Instructions for the task »
Give as output the line that contains "Where can you find the white twine", followed by every remaining line of the entries, unchanged and with nothing added.
===
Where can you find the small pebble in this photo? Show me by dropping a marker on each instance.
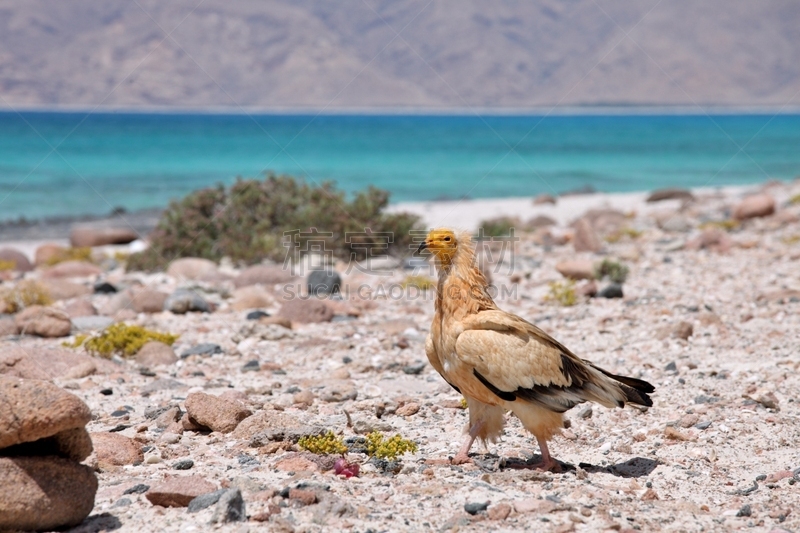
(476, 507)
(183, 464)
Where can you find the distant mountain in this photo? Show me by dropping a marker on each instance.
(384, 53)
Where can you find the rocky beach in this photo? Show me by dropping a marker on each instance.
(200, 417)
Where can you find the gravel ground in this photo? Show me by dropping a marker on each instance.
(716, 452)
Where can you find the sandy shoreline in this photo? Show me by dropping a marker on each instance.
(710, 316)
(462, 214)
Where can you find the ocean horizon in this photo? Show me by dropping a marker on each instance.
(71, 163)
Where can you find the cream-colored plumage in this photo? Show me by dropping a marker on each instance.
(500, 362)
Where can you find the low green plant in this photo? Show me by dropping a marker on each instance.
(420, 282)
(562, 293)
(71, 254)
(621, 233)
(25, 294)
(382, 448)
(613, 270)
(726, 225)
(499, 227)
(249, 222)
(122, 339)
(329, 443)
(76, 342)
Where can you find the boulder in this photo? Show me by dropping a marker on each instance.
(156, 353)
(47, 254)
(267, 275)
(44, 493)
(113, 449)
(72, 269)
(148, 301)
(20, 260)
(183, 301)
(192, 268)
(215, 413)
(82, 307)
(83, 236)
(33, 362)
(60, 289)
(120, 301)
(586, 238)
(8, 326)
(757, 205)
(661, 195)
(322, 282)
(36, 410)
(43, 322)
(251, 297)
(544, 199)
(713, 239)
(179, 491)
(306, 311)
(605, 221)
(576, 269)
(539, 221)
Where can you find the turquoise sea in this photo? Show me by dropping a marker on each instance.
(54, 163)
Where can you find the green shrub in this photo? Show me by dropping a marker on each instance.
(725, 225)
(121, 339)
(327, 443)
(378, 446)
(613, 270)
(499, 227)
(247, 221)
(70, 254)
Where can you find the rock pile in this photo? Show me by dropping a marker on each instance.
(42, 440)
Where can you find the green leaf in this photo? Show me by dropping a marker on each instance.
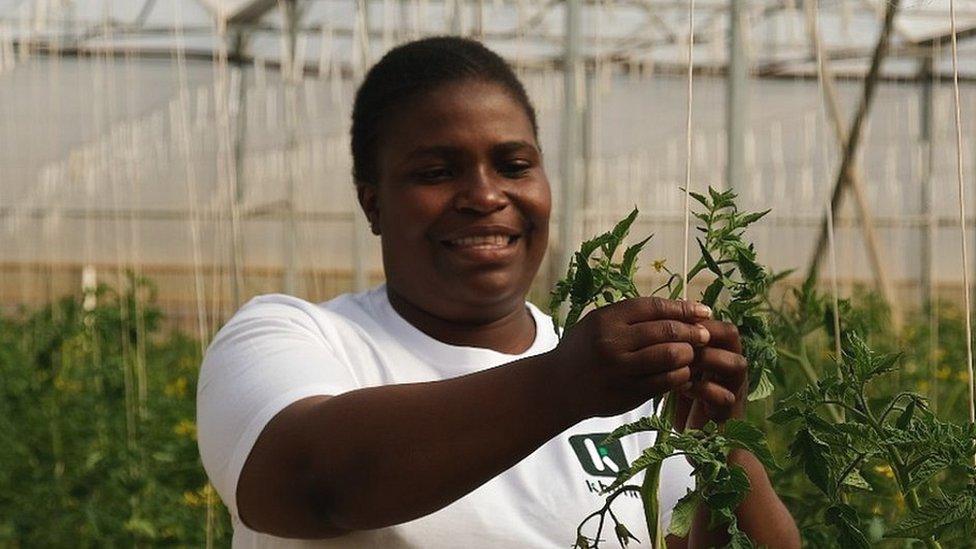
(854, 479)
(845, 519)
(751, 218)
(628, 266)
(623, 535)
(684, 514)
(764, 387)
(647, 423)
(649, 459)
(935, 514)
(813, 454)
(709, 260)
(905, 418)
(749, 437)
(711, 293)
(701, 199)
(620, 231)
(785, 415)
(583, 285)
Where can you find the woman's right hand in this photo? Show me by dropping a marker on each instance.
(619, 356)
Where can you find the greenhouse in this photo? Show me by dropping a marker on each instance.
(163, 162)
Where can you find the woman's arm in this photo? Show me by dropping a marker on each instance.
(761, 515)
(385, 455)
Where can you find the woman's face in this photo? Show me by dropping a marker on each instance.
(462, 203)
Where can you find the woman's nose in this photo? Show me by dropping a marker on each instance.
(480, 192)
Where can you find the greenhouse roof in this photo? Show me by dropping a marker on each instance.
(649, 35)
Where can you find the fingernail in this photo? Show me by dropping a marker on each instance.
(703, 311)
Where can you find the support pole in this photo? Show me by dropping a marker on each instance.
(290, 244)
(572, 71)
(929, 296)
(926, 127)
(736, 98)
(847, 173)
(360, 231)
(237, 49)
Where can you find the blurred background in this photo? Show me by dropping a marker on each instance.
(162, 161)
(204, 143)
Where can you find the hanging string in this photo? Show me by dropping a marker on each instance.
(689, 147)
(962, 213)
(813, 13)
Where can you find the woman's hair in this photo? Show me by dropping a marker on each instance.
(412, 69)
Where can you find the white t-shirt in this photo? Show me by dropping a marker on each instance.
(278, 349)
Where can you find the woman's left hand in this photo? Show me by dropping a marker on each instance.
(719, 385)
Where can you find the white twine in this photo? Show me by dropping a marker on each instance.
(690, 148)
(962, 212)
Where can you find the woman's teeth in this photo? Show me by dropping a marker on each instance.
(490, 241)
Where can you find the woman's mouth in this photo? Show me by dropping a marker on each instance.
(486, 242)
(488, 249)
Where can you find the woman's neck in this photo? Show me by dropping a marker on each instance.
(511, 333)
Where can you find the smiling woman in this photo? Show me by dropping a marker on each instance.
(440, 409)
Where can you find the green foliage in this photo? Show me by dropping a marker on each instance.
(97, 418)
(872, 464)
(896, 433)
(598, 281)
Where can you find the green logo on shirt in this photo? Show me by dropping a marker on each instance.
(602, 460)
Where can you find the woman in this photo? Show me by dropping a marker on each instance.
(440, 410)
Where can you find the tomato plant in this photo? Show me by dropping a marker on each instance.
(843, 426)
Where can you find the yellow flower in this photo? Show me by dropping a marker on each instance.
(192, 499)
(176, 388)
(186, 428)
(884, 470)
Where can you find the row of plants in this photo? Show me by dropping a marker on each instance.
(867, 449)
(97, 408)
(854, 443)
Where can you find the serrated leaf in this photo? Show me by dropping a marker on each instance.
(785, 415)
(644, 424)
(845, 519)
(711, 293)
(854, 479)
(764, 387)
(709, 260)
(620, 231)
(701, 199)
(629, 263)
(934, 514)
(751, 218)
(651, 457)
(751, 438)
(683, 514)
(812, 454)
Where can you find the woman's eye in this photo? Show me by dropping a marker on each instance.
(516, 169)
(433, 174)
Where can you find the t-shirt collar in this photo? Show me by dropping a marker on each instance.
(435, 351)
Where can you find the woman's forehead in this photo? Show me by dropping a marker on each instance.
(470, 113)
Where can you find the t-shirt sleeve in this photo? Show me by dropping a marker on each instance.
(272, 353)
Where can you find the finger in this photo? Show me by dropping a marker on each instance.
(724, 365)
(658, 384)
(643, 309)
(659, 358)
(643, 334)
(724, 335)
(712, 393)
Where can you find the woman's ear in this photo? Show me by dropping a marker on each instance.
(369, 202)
===
Reply »
Where can you find the white twine in this photo? Show me by dropping a marker on each instance.
(690, 148)
(962, 212)
Where can you find the woman's teeth in this photo? Show me by dropping a marker on each instance.
(490, 241)
Where can you find the woman's mouth in this photo? Show me by dropping a marker on each instance.
(486, 242)
(488, 249)
Where can you find the woman's neck in this photo? Show me by dropping a marker on each instance.
(511, 333)
Where can you find the smiling woman in this photo? Show me by dropping a marker on each instance.
(440, 409)
Where can you find the green foliage in this photo? Show me by dropping a marker on each instance.
(97, 418)
(872, 464)
(896, 433)
(598, 281)
Where can you find the green logo on shirt in this photo? Show me by dropping a marker on each instance.
(602, 460)
Where can you find the woman in this photo? Show me by dropping a marker on each instance.
(440, 410)
Where can you find the tomato plant in this photo? Show me by dropping a marker on each instance.
(843, 426)
Where can you find the yellow flower in this photo? Show me by dropping a marker on each instance.
(192, 499)
(176, 388)
(186, 428)
(884, 470)
Where can you find the row of plants in this photo? Show me by dropping a marker on each instance.
(867, 449)
(97, 408)
(854, 443)
Where can you find the serrated leaf in this photo? Show me by dropping a marker on each instance.
(785, 415)
(644, 424)
(845, 519)
(711, 293)
(854, 479)
(764, 387)
(709, 260)
(620, 231)
(701, 199)
(629, 263)
(934, 514)
(751, 218)
(651, 457)
(751, 438)
(683, 514)
(812, 454)
Where can you find the woman's eye in this photo? Show me by dropping a marker on each instance.
(516, 169)
(433, 174)
Where can you find the t-shirt collar in this photo? Show me by dropping a marker on each instance.
(435, 351)
Where can you find the woman's forehead in this photo? Show me by dropping a marker on each instance.
(470, 113)
Where can you find the t-shirt sleeve in this photo? Show me by dropping a marker on each instance.
(272, 353)
Where can you find the finger in this photo? Show me by dropping a marker on each instance.
(724, 365)
(658, 384)
(643, 309)
(659, 358)
(643, 334)
(724, 335)
(712, 393)
Where can you find the woman's ear in this photo? Show me by dropping a marker on each instance.
(369, 202)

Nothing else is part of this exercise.